Task to complete:
Nothing but the lines from the one containing "of the pink" through the last line of the data below should be returned, each copied exactly.
*** Opening of Data records ***
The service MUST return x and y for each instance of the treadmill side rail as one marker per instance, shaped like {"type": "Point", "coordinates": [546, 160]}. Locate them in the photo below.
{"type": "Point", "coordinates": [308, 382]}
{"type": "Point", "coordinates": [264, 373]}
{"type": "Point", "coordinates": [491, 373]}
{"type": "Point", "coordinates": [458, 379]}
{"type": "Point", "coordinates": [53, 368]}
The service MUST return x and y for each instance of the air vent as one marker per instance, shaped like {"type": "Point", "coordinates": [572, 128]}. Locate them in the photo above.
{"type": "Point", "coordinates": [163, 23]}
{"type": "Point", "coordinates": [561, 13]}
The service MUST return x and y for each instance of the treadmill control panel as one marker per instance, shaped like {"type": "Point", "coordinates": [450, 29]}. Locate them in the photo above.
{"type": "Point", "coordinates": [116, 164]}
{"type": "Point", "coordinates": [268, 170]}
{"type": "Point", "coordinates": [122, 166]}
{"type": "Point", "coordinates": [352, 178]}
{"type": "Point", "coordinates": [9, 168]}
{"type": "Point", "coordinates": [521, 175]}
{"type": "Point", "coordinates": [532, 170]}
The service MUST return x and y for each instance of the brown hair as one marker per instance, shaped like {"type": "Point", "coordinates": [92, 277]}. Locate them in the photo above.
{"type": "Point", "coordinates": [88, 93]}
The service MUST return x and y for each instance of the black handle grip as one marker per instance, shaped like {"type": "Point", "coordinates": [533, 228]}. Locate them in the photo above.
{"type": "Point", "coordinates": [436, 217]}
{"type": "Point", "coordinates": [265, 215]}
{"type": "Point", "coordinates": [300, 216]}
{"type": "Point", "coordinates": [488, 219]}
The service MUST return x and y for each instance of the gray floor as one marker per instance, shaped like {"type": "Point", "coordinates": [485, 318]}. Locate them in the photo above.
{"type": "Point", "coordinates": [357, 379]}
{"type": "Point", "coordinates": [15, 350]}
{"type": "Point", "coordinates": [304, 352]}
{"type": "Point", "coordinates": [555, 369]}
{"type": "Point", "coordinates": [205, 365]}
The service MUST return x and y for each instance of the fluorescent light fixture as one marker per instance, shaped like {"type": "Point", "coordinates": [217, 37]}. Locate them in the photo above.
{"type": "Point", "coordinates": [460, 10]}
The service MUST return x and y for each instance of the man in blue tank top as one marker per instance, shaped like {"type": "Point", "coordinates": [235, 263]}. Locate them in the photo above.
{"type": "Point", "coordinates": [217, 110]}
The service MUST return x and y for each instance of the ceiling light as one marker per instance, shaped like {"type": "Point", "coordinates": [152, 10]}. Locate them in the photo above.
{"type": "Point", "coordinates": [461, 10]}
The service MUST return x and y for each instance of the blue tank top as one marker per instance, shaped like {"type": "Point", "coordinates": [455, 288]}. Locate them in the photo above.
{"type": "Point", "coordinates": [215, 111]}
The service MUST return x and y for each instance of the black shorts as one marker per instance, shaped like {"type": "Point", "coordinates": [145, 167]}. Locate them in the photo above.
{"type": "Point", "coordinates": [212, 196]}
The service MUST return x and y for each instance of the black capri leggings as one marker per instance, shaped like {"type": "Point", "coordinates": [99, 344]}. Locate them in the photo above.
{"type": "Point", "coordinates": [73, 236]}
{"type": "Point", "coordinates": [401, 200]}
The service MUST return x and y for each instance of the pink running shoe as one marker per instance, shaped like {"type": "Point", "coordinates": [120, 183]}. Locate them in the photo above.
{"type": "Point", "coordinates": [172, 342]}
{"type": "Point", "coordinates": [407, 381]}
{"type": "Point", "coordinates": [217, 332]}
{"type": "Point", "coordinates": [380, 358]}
*** Close of Data records ***
Solved problem:
The service MUST return x and y for each instance of the pink running shoe as one marker per instance, shaped like {"type": "Point", "coordinates": [120, 183]}. Locate them in the photo above.
{"type": "Point", "coordinates": [172, 342]}
{"type": "Point", "coordinates": [407, 381]}
{"type": "Point", "coordinates": [217, 332]}
{"type": "Point", "coordinates": [380, 358]}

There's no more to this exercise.